### TASK PROMPT
Below are some entries. Reproduce them word for word.

RECORD EXCERPTS section start

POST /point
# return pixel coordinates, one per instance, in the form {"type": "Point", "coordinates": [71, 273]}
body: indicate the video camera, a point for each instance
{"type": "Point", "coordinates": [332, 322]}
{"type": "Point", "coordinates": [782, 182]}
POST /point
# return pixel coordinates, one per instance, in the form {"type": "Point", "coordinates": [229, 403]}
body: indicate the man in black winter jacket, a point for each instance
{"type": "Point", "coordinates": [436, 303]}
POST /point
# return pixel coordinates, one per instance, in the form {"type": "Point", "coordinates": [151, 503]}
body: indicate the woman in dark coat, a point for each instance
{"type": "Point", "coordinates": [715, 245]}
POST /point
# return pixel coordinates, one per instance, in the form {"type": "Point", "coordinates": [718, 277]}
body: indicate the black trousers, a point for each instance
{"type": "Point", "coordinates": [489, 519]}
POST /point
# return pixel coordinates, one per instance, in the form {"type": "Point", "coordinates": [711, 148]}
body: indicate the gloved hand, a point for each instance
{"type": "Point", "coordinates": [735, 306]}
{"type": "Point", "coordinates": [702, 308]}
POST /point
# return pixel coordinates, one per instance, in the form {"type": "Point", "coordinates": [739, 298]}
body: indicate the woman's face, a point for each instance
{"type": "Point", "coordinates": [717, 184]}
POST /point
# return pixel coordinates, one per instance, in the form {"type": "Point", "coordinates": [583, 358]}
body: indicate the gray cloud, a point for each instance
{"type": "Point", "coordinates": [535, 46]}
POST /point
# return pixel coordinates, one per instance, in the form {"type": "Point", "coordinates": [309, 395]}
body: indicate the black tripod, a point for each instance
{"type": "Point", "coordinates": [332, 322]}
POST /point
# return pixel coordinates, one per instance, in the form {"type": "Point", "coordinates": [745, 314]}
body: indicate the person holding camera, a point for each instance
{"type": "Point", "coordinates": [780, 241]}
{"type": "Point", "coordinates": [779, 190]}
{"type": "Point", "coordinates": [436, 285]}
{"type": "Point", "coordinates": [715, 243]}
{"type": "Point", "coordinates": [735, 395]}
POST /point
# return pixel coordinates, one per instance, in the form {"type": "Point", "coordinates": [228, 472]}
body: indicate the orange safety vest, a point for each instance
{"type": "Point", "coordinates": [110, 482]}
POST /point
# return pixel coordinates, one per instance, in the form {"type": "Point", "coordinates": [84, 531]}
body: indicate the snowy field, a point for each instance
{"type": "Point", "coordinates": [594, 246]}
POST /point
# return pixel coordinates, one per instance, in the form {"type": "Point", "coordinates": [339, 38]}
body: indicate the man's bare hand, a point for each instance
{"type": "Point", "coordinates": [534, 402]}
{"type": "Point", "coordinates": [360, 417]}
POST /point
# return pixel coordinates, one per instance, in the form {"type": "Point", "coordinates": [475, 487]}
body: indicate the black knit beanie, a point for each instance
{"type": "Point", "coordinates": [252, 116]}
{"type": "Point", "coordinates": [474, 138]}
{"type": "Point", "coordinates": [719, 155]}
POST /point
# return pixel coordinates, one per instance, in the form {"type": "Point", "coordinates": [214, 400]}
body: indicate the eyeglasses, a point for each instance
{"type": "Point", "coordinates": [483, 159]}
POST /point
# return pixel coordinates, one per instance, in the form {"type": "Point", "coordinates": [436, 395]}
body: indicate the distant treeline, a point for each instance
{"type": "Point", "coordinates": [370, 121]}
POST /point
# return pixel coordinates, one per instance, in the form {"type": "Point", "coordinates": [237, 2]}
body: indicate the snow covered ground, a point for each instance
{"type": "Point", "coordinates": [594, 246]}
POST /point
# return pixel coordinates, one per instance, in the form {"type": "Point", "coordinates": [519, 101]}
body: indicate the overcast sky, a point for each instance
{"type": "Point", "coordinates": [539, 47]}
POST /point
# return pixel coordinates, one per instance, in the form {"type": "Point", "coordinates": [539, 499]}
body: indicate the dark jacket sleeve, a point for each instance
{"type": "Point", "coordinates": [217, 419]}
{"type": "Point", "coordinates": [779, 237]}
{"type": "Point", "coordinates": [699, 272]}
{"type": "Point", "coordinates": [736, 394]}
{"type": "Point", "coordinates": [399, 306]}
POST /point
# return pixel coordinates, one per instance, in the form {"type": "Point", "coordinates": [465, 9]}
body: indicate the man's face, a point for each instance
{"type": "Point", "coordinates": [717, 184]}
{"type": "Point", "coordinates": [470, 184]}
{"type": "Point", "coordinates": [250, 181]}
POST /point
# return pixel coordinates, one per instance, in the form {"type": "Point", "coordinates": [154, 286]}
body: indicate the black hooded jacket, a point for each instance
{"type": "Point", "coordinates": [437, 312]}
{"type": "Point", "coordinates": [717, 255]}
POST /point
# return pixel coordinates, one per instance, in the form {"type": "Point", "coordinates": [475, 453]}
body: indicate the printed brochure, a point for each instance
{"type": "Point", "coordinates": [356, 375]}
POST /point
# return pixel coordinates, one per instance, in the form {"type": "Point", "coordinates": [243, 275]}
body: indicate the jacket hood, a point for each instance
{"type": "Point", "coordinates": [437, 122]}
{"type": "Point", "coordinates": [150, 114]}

RECORD EXCERPTS section end

### RESPONSE BOX
POST /point
# return pixel coordinates, one per instance, in the form {"type": "Point", "coordinates": [71, 273]}
body: indicate the video camera, a point for each instance
{"type": "Point", "coordinates": [332, 322]}
{"type": "Point", "coordinates": [782, 182]}
POST /point
# return pixel coordinates, one per instance, in the form {"type": "Point", "coordinates": [229, 403]}
body: indicate the man in black winter jacket, a point for each instance
{"type": "Point", "coordinates": [436, 303]}
POST /point
# return pixel coordinates, one per instance, in the form {"type": "Point", "coordinates": [151, 503]}
body: indicate the woman in dark coat, a point for each instance
{"type": "Point", "coordinates": [715, 245]}
POST /point
# return pixel coordinates, one per instance, in the form {"type": "Point", "coordinates": [718, 277]}
body: indicate the black trousers, a point for each instance
{"type": "Point", "coordinates": [489, 519]}
POST /point
# return pixel coordinates, one per instance, in the form {"type": "Point", "coordinates": [711, 148]}
body: indicate the gloved hand, a point for each instance
{"type": "Point", "coordinates": [735, 306]}
{"type": "Point", "coordinates": [702, 308]}
POST /point
# return pixel coordinates, one per instance, in the form {"type": "Point", "coordinates": [739, 298]}
body: indicate the woman's face, a point for each instance
{"type": "Point", "coordinates": [717, 184]}
POST /point
# return pixel coordinates, one per instance, in the form {"type": "Point", "coordinates": [583, 358]}
body: indicate the gray cloud, a point for each instance
{"type": "Point", "coordinates": [535, 46]}
POST /point
# return pixel coordinates, one per instance, in the form {"type": "Point", "coordinates": [309, 395]}
body: indicate the black tripod, a point for each instance
{"type": "Point", "coordinates": [332, 322]}
POST /point
# return pixel coordinates, one per instance, in the form {"type": "Point", "coordinates": [745, 314]}
body: indicate the person holding camera, a point for each instance
{"type": "Point", "coordinates": [780, 241]}
{"type": "Point", "coordinates": [779, 190]}
{"type": "Point", "coordinates": [436, 285]}
{"type": "Point", "coordinates": [715, 243]}
{"type": "Point", "coordinates": [735, 395]}
POST /point
# return pixel coordinates, one per instance, in the form {"type": "Point", "coordinates": [228, 472]}
body: indicate the orange safety vest, a point for each instance
{"type": "Point", "coordinates": [110, 482]}
POST /point
# return pixel coordinates, one per instance, in the form {"type": "Point", "coordinates": [84, 531]}
body: indicate the snowy field, a point for each instance
{"type": "Point", "coordinates": [594, 246]}
POST /point
# return pixel coordinates, one per instance, in the form {"type": "Point", "coordinates": [339, 38]}
body: indicate the man's bare hand, a point for each instance
{"type": "Point", "coordinates": [534, 402]}
{"type": "Point", "coordinates": [360, 417]}
POST /point
# return pixel coordinates, one per instance, in the form {"type": "Point", "coordinates": [475, 487]}
body: indicate the black knit beanie, a point for each instance
{"type": "Point", "coordinates": [252, 116]}
{"type": "Point", "coordinates": [474, 138]}
{"type": "Point", "coordinates": [719, 155]}
POST /point
# return pixel coordinates, one per instance, in the form {"type": "Point", "coordinates": [214, 400]}
body: indicate the eyeglasses, a point for each instance
{"type": "Point", "coordinates": [483, 159]}
POST /point
# return pixel coordinates, one per instance, in the form {"type": "Point", "coordinates": [436, 395]}
body: indicate the distant treeline, a point for each instance
{"type": "Point", "coordinates": [370, 121]}
POST /point
# return pixel coordinates, one per instance, in the form {"type": "Point", "coordinates": [237, 2]}
body: indicate the snow covered ground, a point for each instance
{"type": "Point", "coordinates": [594, 246]}
POST /point
# return pixel coordinates, one per instance, in the form {"type": "Point", "coordinates": [519, 101]}
body: indicate the overcast sky, a point for each instance
{"type": "Point", "coordinates": [539, 47]}
POST /point
# return pixel coordinates, one per instance, in the form {"type": "Point", "coordinates": [539, 499]}
body: indicate the dark jacket sleeve, a point for each instance
{"type": "Point", "coordinates": [217, 419]}
{"type": "Point", "coordinates": [779, 237]}
{"type": "Point", "coordinates": [699, 272]}
{"type": "Point", "coordinates": [736, 394]}
{"type": "Point", "coordinates": [399, 306]}
POST /point
# return pixel coordinates, one per instance, in the form {"type": "Point", "coordinates": [465, 9]}
body: indicate the man's face, a point for each instance
{"type": "Point", "coordinates": [717, 184]}
{"type": "Point", "coordinates": [470, 184]}
{"type": "Point", "coordinates": [250, 181]}
POST /point
# return pixel coordinates, one per instance, in the form {"type": "Point", "coordinates": [154, 286]}
body: indicate the black hooded jacket, a point for each instance
{"type": "Point", "coordinates": [437, 312]}
{"type": "Point", "coordinates": [717, 255]}
POST /point
# return pixel coordinates, one per instance, in the form {"type": "Point", "coordinates": [475, 453]}
body: indicate the printed brochure, a point for each instance
{"type": "Point", "coordinates": [356, 375]}
POST /point
# return pixel coordinates, one per instance, in the form {"type": "Point", "coordinates": [243, 275]}
body: indicate the jacket hood, a point for each instance
{"type": "Point", "coordinates": [437, 122]}
{"type": "Point", "coordinates": [150, 114]}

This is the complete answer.